## Document excerpt
The timing chain turns the camshaft so what you are looking for is the
proper valve timing. You can measure this by visually noting where an
intake valve starts to open and then looking at how many degrees BTDC this
happens. The proper way to do this is with a dial indicator and a degree
wheel but you could use a .001 feeler gauge and the timing marks on the
crank pulley. With a stock cam, the intake on a 1600 begins to open at 20
degrees BTDC. If the chain "jumps", it will open later that this figure -
Maybe 5-10 degrees BTDC instead. You would also notice if this happened
with a car that was working normally, that your spark timing would also be
suddenly retarded. Either way it would run poorly all of a sudden.

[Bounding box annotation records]
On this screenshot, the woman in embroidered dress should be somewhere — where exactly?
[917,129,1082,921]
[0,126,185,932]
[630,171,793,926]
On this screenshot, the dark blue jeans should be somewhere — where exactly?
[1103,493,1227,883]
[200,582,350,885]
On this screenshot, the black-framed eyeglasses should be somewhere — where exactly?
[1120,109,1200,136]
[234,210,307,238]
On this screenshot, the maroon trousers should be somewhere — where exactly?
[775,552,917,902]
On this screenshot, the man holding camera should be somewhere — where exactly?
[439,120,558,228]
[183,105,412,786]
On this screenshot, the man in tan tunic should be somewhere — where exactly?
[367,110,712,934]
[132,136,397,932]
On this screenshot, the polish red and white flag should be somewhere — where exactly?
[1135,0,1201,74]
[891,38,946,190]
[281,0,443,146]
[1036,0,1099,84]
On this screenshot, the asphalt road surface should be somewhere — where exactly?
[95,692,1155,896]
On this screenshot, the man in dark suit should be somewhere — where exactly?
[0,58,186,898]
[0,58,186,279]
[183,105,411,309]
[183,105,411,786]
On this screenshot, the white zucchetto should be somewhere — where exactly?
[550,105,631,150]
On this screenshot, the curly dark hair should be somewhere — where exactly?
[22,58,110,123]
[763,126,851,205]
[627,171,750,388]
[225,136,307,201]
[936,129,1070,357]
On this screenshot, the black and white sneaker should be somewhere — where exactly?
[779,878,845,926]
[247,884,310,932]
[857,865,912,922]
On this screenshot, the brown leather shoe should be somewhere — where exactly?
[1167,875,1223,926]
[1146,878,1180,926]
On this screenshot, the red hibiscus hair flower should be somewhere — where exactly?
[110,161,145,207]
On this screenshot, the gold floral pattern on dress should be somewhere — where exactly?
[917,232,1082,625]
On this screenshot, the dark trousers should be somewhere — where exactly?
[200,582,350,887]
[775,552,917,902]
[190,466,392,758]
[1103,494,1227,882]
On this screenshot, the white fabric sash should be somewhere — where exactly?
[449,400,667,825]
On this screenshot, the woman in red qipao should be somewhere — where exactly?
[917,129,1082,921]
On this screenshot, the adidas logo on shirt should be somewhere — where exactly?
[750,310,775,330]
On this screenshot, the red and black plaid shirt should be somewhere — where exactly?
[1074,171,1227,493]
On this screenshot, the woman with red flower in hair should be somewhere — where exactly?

## Problems and tasks
(a) Rewrite the valve timing passage between "The timing chain" and "of a sudden.", inclusive, substituting "harmonic balancer" for "crank pulley".
(b) Decide whether each statement agrees with the valve timing passage, answering yes or no and quoting the words that settle it: (i) With a stock cam, the intake on a 1600 starts to open at 20 degrees BTDC. (ii) A feeler gauge is named as the proper tool for measuring valve timing. (iii) If the chain jumped on a normally working car, the spark timing would also be suddenly retarded.

## Results in order
(a)
The timing chain turns the camshaft so what you are looking for is the
proper valve timing. You can measure this by visually noting where an
intake valve starts to open and then looking at how many degrees BTDC this
happens. The proper way to do this is with a dial indicator and a degree
wheel but you could use a .001 feeler gauge and the timing marks on the
harmonic balancer. With a stock cam, the intake on a 1600 begins to open at 20
degrees BTDC. If the chain "jumps", it will open later that this figure -
Maybe 5-10 degrees BTDC instead. You would also notice if this happened
with a car that was working normally, that your spark timing would also be
suddenly retarded. Either way it would run poorly all of a sudden.

(b)
(i) Yes: "With a stock cam, the intake on a 1600 begins to open at 20 degrees BTDC."
(ii) No: "The proper way to do this is with a dial indicator and a degree wheel"
(iii) Yes: "your spark timing would also be suddenly retarded"